### Problem to work on
The entries below are to be written out exactly, with no images included.

### Excerpted data
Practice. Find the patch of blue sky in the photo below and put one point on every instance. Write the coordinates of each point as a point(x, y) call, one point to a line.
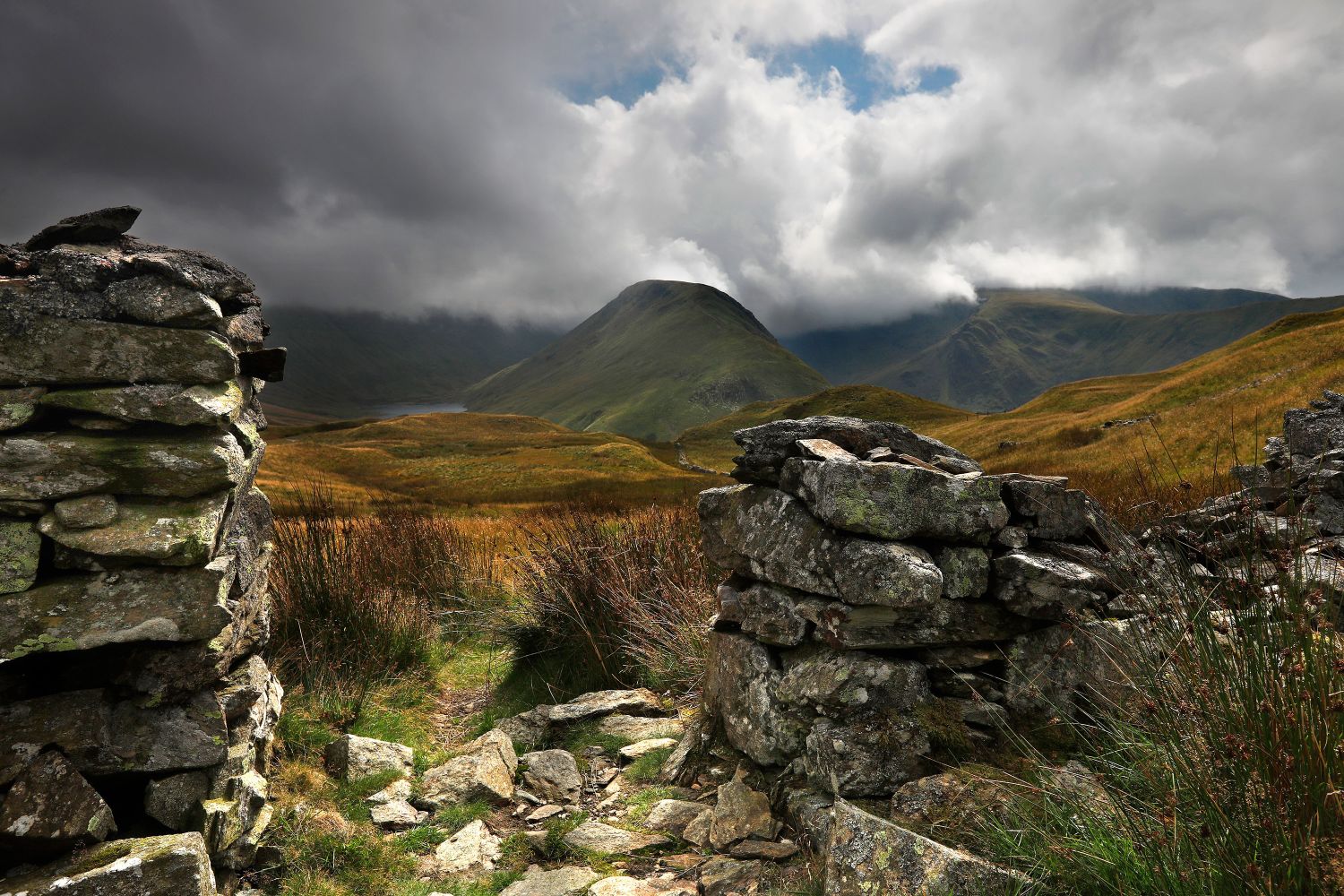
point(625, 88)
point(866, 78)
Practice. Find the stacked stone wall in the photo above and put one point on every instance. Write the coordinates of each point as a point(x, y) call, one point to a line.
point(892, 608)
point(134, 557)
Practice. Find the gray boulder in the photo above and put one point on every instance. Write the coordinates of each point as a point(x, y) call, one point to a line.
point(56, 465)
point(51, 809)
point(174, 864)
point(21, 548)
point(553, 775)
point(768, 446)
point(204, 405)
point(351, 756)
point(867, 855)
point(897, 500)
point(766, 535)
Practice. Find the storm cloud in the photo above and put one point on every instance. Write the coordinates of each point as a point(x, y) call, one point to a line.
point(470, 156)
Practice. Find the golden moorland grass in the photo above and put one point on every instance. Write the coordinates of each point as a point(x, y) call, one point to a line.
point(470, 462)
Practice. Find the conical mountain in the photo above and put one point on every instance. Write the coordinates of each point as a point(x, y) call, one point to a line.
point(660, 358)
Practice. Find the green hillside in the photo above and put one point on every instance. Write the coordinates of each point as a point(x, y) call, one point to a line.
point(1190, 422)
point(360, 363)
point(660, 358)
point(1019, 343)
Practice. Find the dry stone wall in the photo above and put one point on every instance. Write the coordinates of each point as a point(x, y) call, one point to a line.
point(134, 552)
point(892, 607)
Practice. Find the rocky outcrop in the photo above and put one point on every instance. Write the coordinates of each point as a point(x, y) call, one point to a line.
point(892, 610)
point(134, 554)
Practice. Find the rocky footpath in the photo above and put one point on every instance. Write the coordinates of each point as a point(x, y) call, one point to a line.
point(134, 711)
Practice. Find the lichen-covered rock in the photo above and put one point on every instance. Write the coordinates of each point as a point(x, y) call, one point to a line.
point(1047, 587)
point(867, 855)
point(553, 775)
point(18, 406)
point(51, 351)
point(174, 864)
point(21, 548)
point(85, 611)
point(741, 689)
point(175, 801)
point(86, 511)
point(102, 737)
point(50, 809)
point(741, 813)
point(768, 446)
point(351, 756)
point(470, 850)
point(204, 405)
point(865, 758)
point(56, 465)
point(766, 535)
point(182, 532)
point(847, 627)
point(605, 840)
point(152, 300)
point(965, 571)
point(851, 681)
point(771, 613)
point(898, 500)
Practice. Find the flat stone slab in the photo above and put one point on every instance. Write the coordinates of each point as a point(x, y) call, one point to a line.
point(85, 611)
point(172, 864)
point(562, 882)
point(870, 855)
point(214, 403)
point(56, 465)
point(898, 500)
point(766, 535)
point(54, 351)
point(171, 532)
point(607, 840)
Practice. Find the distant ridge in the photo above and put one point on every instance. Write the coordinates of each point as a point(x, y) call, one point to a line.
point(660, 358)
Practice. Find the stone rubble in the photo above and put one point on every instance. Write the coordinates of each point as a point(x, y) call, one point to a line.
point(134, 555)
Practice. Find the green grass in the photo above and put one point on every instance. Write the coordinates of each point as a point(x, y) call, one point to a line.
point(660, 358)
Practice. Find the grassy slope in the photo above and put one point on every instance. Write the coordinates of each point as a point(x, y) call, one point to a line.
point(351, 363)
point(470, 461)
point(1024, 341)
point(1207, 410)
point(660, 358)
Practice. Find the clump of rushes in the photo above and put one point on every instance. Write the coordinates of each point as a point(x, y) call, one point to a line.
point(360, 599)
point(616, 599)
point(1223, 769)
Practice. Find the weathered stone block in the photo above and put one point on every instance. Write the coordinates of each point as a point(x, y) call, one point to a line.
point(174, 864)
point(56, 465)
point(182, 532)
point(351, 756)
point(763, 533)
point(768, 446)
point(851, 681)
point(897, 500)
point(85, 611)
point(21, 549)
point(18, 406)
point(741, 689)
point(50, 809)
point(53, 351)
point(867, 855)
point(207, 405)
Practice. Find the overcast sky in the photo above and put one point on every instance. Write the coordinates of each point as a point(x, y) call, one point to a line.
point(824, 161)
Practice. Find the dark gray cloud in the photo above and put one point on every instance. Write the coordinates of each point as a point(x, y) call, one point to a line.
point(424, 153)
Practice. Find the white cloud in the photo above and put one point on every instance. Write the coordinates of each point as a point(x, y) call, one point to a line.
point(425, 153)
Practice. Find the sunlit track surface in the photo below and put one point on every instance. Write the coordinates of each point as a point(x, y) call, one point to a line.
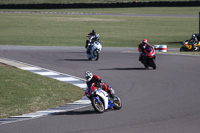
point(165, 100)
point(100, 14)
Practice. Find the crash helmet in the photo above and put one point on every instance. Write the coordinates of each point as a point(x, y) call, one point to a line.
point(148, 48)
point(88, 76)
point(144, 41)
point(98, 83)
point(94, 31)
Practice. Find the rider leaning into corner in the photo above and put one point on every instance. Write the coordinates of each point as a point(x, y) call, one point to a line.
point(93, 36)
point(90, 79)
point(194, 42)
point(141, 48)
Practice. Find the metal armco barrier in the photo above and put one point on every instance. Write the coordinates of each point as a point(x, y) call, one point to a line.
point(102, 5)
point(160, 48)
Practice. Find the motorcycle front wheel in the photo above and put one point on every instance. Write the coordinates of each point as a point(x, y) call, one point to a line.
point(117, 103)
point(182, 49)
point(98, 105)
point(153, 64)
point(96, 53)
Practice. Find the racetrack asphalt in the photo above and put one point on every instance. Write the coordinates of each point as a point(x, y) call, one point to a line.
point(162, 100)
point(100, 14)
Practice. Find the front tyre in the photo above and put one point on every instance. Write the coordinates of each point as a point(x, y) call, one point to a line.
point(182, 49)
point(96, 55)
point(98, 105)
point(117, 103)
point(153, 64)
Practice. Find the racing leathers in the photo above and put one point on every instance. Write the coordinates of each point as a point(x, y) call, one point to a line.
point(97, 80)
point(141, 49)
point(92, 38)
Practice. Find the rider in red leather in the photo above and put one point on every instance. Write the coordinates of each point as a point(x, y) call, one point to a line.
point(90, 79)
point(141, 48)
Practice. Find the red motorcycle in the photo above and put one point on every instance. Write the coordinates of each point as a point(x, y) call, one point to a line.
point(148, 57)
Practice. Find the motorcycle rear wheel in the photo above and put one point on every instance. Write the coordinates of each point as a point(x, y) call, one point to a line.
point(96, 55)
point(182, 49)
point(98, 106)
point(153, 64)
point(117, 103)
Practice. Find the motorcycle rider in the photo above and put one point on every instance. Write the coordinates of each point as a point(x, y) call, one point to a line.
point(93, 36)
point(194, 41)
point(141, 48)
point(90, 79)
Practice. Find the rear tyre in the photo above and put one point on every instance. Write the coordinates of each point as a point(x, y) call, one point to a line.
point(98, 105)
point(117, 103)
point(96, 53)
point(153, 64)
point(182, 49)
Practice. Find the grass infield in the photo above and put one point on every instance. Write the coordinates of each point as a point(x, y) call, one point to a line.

### Solution for this exercise
Practice. Find the patch of blue sky in the photo below and put one point on every instance. Write the coordinates of each point as a point(x, y) call, one point to a line.
point(625, 88)
point(866, 78)
Practice. Find the stacked stone wall in the photo above and put one point on every instance. Write the coordinates of each point as a point(x, y) call, one point to a line.
point(892, 608)
point(134, 557)
Practice. Find the gray boulder in the photo above and put one point on every instance. Write the coordinates of each point as a point(x, y) call, one point to a line.
point(56, 465)
point(51, 809)
point(174, 864)
point(21, 548)
point(553, 775)
point(768, 446)
point(204, 405)
point(351, 756)
point(867, 855)
point(897, 500)
point(766, 535)
Practice. Find the storm cloud in the photo above and put one point on every instance. Write the coordinates of each point as a point(x, y) call, one point to a line.
point(470, 156)
Practice. Find the golden moorland grass in the photo above and put one point on every instance. Write the coordinates of each point as a point(x, y) call, one point to a line.
point(470, 462)
Practice. Find the conical mountain in the photo above and put one point on every instance. Write the coordinates of each point as a point(x, y) call, one point to a line.
point(660, 358)
Practice. Find the green hillside in the photo above and put one point on every instance. Write the coordinates of each point as a point(x, y) call, one point to a line.
point(1190, 422)
point(360, 363)
point(660, 358)
point(1019, 343)
Practice. Find the dry stone wall in the photo above and put one point on every instance. Write the coordinates of each point as a point(x, y) call, one point to a line.
point(134, 552)
point(892, 607)
Practice. Find the rocky outcrop in the photo above and put one point on every instance. Write the coordinates of each point as a point(x, y) call, one point to a line.
point(892, 610)
point(134, 554)
Practice. Find the rocky footpath in the photo above and put one point on every instance. Write the coordinates of each point as a point(x, y) call, one point to a line.
point(134, 711)
Practice. Find the lichen-covered rock in the photo above and put one point on every instance. Write the coordinates of each point as a point(x, y) call, one point to a line.
point(1047, 587)
point(867, 855)
point(553, 775)
point(18, 406)
point(51, 351)
point(174, 864)
point(21, 548)
point(85, 611)
point(741, 689)
point(175, 801)
point(86, 511)
point(102, 737)
point(50, 809)
point(741, 813)
point(768, 446)
point(351, 756)
point(470, 850)
point(204, 405)
point(865, 758)
point(56, 465)
point(766, 535)
point(182, 532)
point(847, 627)
point(605, 840)
point(152, 300)
point(965, 571)
point(851, 681)
point(771, 613)
point(898, 500)
Practice. Find the flat stone slab in the photo above and put one point on every instance. Write the coordinates of each point as a point(x, y) call, one point to a line.
point(85, 611)
point(172, 864)
point(562, 882)
point(870, 855)
point(214, 403)
point(56, 465)
point(898, 500)
point(766, 535)
point(54, 351)
point(171, 532)
point(607, 840)
Practice. Find the distant ridge in the photo above and put one point on every instance. Write the coordinates of each point as a point(x, y) call, one point to a line.
point(660, 358)
Practice. Find the stone rubble in the photo above and put one point on every instance. Write the coordinates of each point as a point(x, y) call, one point to a line.
point(134, 555)
Practice. Find the green grass in the photo above and put one point on every instance. Write the coordinates of each point as a point(x, y) call, one point to a line.
point(660, 358)
Practice. Find the grassy slope in the photo above and put one point on every instance. Write the coordinates of each point as a point(x, y) call, one point to a line.
point(351, 363)
point(470, 461)
point(1024, 341)
point(1207, 410)
point(660, 358)
Practice. Find the clump of rushes in the photo above and put one point on every instance. Write the coordinates of each point as a point(x, y) call, one point to a line.
point(360, 599)
point(616, 599)
point(1223, 769)
Practice. Find the weathered stone block in the photo above and put one point on every instance. Write the coordinates of each point as a point(x, y) call, one point to a line.
point(174, 864)
point(56, 465)
point(182, 532)
point(351, 756)
point(763, 533)
point(768, 446)
point(851, 681)
point(897, 500)
point(85, 611)
point(21, 549)
point(18, 406)
point(741, 689)
point(50, 809)
point(53, 351)
point(867, 855)
point(207, 405)
Practice. Find the overcast sky in the photo above and put one point on every instance. Write the coordinates of each point as a point(x, y) call, one point to a line.
point(824, 161)
Practice. Find the dark gray cloud in the photo above and put one point on every instance. Write the coordinates of each point as a point(x, y) call, one point to a line.
point(424, 153)
Practice. Find the white cloud in the photo above and put one point on every instance. Write the coordinates of each point as a point(x, y) call, one point to a line.
point(425, 153)
Practice. Find the sunlit track surface in the photo below and put one point on every instance. Write the coordinates of each point as a point(x, y) call, one point to a line.
point(165, 100)
point(100, 14)
Practice. Find the crash helmet in the photo above and put one point on every instance. Write the coordinates of each point as a point(x, y) call, one point to a line.
point(148, 48)
point(88, 76)
point(144, 41)
point(98, 83)
point(94, 31)
Practice. Find the rider leaning into corner in the photo above and put one point on every instance. Write the coordinates of each point as a point(x, y) call, one point to a line.
point(93, 36)
point(90, 79)
point(194, 42)
point(141, 48)
Practice. Find the metal armco barrier in the photo above and put one point on every instance. Write the coordinates of each point as a point(x, y) call, one point to a line.
point(102, 5)
point(160, 48)
Practice. Find the motorcycle front wheel in the photo above and put one point on every instance. Write the coordinates of each point as a point(x, y) call, one point to a line.
point(117, 103)
point(182, 49)
point(98, 105)
point(153, 64)
point(96, 53)
Practice. Find the racetrack asphalt in the photo above and put one point on every instance. Write the coordinates of each point as a point(x, y) call, one point to a line.
point(162, 100)
point(100, 14)
Practice. Find the front tyre in the photo above and put one point on every instance. Write the coordinates of each point as a point(x, y) call, one point to a line.
point(182, 49)
point(96, 55)
point(98, 105)
point(117, 103)
point(153, 64)
Practice. Find the racing leathers in the photo above and put one point on every instance. Write the coordinates of each point as a point(x, y) call, one point to a line.
point(97, 80)
point(141, 49)
point(92, 38)
Practice. Find the rider in red leather in the photo above and put one point on every instance. Write the coordinates of each point as a point(x, y) call, one point to a line.
point(90, 79)
point(141, 48)
Practice. Find the red motorcycle in the photo above and put one point on every instance. Write the coordinates of each point as a point(x, y) call, one point to a line.
point(148, 57)
Practice. Find the motorcycle rear wheel in the photo above and put one point on every instance. Write the coordinates of each point as a point(x, y) call, one point to a line.
point(96, 55)
point(182, 49)
point(98, 106)
point(153, 64)
point(117, 103)
Practice. Find the motorcycle rider in the photo above and put one point on every instance. Write the coordinates of each point as a point(x, y) call, one point to a line.
point(93, 36)
point(194, 41)
point(141, 48)
point(90, 79)
Practice. Find the rear tyre in the photo above and put one point on every instance. Write the coordinates of each point as a point(x, y) call, one point to a line.
point(98, 105)
point(117, 103)
point(96, 53)
point(153, 64)
point(182, 49)
Practice. Find the grass infield in the photo above and put one point on every instance. Write the coordinates of each point as a point(x, y) call, one point to a line.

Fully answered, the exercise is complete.